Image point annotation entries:
## Start

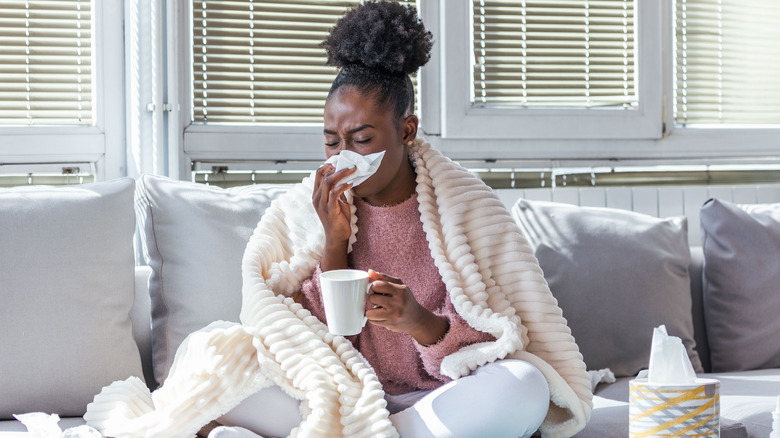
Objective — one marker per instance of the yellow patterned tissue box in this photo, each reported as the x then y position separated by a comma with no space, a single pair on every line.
671,410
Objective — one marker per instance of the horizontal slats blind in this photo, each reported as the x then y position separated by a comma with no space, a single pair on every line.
568,53
260,61
727,62
45,62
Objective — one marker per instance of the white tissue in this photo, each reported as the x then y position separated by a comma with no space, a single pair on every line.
669,362
40,425
366,165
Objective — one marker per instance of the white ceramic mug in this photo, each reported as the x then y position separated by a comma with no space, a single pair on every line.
344,294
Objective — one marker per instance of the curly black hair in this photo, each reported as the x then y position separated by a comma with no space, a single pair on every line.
378,45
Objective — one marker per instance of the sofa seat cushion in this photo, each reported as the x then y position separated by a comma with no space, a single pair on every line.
15,426
193,237
67,288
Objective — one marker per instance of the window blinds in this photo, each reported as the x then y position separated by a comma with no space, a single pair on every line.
567,53
45,62
260,61
727,62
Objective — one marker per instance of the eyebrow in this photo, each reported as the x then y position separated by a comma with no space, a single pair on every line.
351,131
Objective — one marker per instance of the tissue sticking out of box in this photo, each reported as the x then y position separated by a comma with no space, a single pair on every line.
669,362
366,165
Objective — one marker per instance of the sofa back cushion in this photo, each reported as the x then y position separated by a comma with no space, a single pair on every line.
67,288
616,275
193,237
742,284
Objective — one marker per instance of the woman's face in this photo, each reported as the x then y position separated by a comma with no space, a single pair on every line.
354,122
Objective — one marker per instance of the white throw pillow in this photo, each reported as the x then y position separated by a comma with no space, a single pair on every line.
194,237
67,287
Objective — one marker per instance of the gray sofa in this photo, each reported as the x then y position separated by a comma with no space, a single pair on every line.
81,314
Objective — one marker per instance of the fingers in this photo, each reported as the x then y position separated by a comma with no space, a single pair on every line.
378,276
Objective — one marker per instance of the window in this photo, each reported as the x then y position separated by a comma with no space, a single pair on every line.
530,67
261,61
727,62
259,79
61,69
46,58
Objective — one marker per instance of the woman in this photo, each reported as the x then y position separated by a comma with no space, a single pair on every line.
464,337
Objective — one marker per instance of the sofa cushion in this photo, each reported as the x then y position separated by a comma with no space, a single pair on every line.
67,287
741,284
193,237
616,275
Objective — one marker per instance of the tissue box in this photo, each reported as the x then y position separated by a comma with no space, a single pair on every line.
674,410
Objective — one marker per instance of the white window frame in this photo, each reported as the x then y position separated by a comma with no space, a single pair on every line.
442,83
102,143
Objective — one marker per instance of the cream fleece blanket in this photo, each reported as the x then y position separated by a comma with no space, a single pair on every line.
493,280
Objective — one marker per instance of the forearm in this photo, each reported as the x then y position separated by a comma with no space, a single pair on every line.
431,329
334,256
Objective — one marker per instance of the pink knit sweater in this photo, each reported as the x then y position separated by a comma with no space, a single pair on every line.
391,240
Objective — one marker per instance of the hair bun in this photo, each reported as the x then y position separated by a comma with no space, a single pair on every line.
383,35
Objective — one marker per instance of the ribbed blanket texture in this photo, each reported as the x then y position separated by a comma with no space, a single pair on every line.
493,279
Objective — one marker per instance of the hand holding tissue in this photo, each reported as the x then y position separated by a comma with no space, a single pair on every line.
366,165
672,401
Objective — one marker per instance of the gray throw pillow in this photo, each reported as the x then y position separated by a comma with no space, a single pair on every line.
742,284
193,237
67,288
616,275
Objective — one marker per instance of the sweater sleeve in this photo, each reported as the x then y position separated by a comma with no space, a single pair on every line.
311,297
459,335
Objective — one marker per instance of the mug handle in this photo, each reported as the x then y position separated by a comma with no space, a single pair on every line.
368,292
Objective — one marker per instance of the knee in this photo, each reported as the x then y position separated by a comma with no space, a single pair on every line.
521,387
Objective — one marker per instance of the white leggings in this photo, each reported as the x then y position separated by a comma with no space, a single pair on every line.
507,398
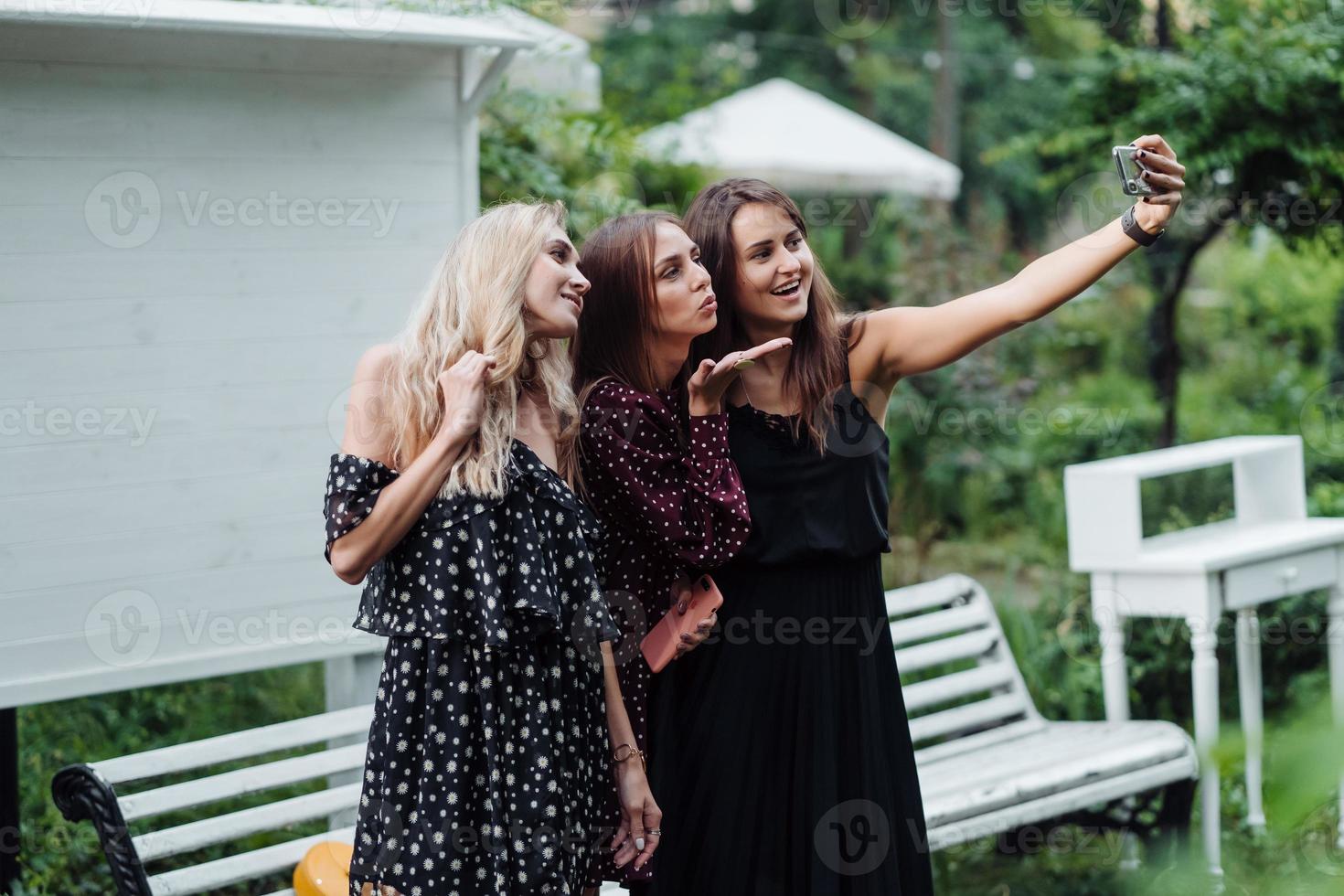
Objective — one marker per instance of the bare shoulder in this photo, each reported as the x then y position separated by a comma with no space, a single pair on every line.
368,432
869,340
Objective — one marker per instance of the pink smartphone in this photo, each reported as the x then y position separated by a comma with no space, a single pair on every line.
660,644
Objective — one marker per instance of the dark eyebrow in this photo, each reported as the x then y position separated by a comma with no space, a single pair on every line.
768,240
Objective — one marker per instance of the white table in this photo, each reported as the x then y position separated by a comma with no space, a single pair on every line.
1272,549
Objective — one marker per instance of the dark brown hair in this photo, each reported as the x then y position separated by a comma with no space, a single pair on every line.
820,340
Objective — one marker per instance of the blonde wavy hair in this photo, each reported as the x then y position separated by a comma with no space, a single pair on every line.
475,303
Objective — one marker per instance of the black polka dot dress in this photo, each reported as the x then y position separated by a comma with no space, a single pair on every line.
488,763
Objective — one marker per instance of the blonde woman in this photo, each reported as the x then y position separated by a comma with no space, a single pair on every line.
488,763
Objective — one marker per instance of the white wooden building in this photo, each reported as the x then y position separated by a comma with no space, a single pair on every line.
208,208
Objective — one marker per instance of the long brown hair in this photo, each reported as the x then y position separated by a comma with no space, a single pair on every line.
620,311
820,340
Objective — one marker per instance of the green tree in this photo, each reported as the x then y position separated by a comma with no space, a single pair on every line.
1252,98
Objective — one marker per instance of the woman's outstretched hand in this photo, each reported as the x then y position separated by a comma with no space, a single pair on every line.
1164,175
682,594
638,816
709,383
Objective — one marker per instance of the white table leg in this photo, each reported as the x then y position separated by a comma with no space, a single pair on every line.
1335,638
1204,678
1110,632
1253,710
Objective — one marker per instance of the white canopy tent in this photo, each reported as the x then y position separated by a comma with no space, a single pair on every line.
798,140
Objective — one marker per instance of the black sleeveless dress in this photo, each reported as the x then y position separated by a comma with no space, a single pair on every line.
781,752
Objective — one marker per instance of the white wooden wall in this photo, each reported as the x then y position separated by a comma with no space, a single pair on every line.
233,343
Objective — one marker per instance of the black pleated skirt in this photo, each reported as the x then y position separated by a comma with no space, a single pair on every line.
781,752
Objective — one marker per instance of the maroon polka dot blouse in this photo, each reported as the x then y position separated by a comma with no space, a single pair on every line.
671,501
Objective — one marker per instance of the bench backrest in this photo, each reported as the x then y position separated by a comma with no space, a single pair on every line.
128,797
960,681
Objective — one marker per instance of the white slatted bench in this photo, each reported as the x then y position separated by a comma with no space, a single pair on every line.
117,797
988,762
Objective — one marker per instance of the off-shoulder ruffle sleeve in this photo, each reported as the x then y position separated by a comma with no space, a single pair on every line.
352,488
491,571
684,501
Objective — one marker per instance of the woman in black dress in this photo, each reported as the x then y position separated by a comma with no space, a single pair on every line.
489,755
785,756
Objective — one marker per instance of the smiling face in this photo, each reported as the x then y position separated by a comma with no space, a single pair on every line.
774,266
554,291
682,289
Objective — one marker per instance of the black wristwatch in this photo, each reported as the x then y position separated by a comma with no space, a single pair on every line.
1137,232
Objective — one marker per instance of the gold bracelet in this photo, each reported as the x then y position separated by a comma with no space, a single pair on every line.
631,752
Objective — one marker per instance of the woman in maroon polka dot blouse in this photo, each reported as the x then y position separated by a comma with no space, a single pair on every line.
654,440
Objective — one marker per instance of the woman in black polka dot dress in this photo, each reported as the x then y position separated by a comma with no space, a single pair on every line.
655,443
489,756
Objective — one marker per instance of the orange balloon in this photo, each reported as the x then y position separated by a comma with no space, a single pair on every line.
325,869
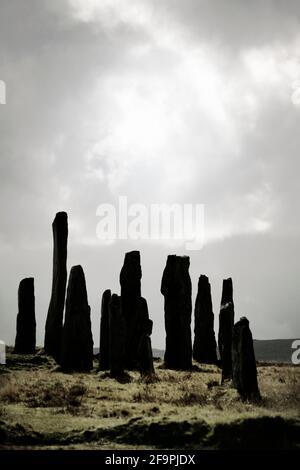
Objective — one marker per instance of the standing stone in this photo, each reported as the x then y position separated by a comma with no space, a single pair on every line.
205,346
77,344
132,306
26,325
54,323
117,337
244,373
104,332
226,321
146,366
227,292
176,288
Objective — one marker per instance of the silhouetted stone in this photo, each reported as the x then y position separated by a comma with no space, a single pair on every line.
104,332
244,373
54,323
77,344
117,337
26,325
227,292
133,308
205,346
145,355
177,290
226,321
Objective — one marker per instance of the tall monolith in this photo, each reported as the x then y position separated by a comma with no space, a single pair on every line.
26,324
145,355
104,331
226,322
176,288
117,337
77,339
205,346
133,307
54,322
244,373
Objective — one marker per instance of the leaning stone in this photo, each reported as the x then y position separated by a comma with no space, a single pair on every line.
77,345
176,288
132,305
205,346
26,324
54,323
104,332
226,321
145,354
244,373
117,337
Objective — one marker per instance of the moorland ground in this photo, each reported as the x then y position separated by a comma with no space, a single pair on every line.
43,408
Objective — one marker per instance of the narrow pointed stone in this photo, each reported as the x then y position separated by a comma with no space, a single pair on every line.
133,308
226,322
205,346
26,324
104,332
227,292
77,339
145,354
176,288
117,337
244,372
54,322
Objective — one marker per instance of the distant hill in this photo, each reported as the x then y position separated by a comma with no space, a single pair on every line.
266,350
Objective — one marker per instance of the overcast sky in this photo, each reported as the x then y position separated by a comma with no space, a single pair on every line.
172,101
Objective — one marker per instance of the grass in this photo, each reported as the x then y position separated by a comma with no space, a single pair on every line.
40,407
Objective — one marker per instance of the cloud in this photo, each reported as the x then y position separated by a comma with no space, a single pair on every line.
165,102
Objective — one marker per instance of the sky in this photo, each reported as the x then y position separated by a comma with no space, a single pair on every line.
186,102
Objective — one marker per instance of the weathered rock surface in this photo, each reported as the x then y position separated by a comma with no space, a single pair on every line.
205,346
134,307
26,324
104,332
177,290
54,322
145,354
117,337
226,322
244,373
77,339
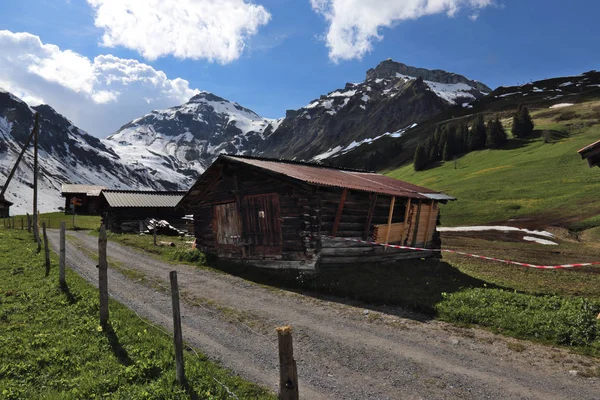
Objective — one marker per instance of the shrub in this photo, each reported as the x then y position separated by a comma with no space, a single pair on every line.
570,322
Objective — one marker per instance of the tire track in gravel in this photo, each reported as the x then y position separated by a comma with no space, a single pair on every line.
340,355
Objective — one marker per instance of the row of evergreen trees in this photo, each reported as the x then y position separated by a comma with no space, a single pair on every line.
455,139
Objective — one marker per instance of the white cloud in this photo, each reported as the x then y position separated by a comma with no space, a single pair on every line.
215,30
98,95
355,24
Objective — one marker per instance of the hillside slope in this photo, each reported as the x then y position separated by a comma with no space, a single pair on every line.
502,101
535,182
66,155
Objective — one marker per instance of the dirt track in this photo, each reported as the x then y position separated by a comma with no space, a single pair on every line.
342,352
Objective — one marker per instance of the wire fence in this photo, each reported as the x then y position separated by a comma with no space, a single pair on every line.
52,222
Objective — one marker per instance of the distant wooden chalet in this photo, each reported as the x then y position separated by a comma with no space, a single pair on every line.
286,214
85,198
5,208
592,154
122,210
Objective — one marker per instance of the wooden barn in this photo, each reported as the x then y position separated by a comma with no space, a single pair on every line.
286,214
5,207
87,198
591,153
122,210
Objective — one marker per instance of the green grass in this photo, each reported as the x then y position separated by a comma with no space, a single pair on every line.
528,178
181,252
52,346
54,219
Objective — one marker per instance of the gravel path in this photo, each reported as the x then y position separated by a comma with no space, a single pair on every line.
342,351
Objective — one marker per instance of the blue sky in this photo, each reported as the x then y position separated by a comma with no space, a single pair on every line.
282,57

## End

**SET PROBLEM**
Can you rewrite the lines above, from the line containing "Objective — one marker per instance of the green grass" through the end of the records, with the requests included and every answer coordinate adjusted by -119?

**WORKED ANSWER**
Objective — one marker per instance of the green grass in this photo, each reported as the x then y position separated by a comma with no space, a single pair on every line.
409,59
62,133
-67,227
-65,100
Objective — one marker per instance of the gravel path in this photo, each reported as the x then y position separated by a comma with no space, a single pair on every line.
223,232
Objective — one marker per instance of the blue sky in this photo, each reported as the x then y position separated by a comma with no space, a single pair on every line.
163,-62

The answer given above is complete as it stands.